■ Extract to read:
How to Simulate a Trip to Sea on Land
by Georgia A. Graham
Excerpted from Nautical Notions

Sleep on the shelf in your closet.

Replace the closet door with a curtain.

Four hours after you go to sleep, have your mate whip open the curtain, shine a flashlight in your eyes, and mumble, "Your watch!".

Put a wall across the middle of you bathtub and move the shower head down to chest level.

When taking showers, shut off the water while soaping.

Put lube oil in your humidifier instead of water and set it to high.

If your basement floods, during a sudden thaw, go down and start bailing.

Bring inside some type of gas motor (lawn mower, garden tiller, etc.), start, and leave running while trying to listen to favorite CD, or having an in depth conversation.

If the wind outside is howling, race around the house to make sure all windows and doors are secure (at night, everyone takes a turn on 'watch').

Place all non edible garbage in small plastic bags, and store in other half of tub (edible garbage to be thrown out the window).

Wake up at midnight and have a peanut butter and jelly sandwich on stale bread. Cold canned ravioli or soup, is optional.

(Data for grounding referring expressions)
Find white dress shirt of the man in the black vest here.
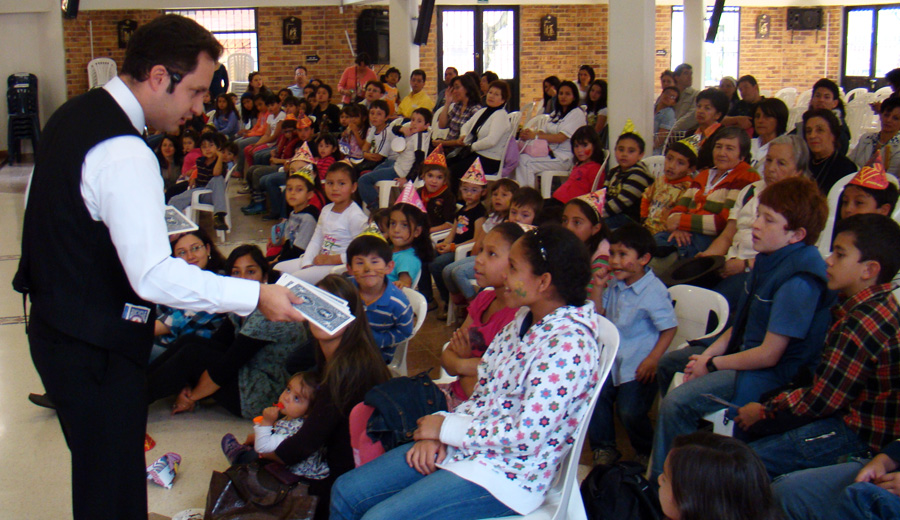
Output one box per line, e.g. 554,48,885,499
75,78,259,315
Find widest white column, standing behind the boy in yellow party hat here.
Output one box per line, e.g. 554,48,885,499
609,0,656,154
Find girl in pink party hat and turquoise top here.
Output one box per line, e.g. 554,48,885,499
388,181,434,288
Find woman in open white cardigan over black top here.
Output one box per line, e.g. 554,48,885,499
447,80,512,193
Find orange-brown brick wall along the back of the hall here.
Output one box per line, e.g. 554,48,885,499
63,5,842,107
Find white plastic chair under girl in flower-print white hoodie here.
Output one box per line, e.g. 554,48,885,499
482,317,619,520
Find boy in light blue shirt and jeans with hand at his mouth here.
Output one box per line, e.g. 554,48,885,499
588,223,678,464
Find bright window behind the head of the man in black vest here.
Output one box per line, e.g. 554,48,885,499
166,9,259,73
...
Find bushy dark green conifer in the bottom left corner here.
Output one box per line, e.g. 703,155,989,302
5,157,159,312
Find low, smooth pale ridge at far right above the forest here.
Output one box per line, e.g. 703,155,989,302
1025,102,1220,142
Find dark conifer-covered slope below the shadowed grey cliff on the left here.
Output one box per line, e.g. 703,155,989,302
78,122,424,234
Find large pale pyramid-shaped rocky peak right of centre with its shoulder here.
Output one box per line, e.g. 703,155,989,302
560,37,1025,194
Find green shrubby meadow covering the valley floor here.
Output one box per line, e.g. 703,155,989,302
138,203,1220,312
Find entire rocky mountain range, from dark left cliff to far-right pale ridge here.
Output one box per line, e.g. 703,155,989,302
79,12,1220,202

■ Action item A: For the text on simulating a trip to sea, say whether each statement agrees with it, answering yes or no and quoting the words of the text that decide it: (i) The water should be shut off while soaping in the shower. (ii) The humidifier should be filled with salt water. (iii) The midnight sandwich is to be made on fresh bread.
■ Action item B: Retype a passage from the text on simulating a trip to sea, beginning at the words "When taking showers, shut" and stopping after "out the window).".
■ Action item C: According to the text on simulating a trip to sea, how long after you go to sleep should your mate open the curtain and call you to watch?
The entries have nothing to do with what is asked here.

■ Problem solution A:
(i) Yes: "When taking showers, shut off the water while soaping."
(ii) No: "Put lube oil in your humidifier instead of water and set it to high."
(iii) No: "have a peanut butter and jelly sandwich on stale bread."

■ Problem solution B:
When taking showers, shut off the water while soaping.

Put lube oil in your humidifier instead of water and set it to high.

If your basement floods, during a sudden thaw, go down and start bailing.

Bring inside some type of gas motor (lawn mower, garden tiller, etc.), start, and leave running while trying to listen to favorite CD, or having an in depth conversation.

If the wind outside is howling, race around the house to make sure all windows and doors are secure (at night, everyone takes a turn on 'watch').

Place all non edible garbage in small plastic bags, and store in other half of tub (edible garbage to be thrown out the window).

■ Problem solution C: Four hours after you go to sleep.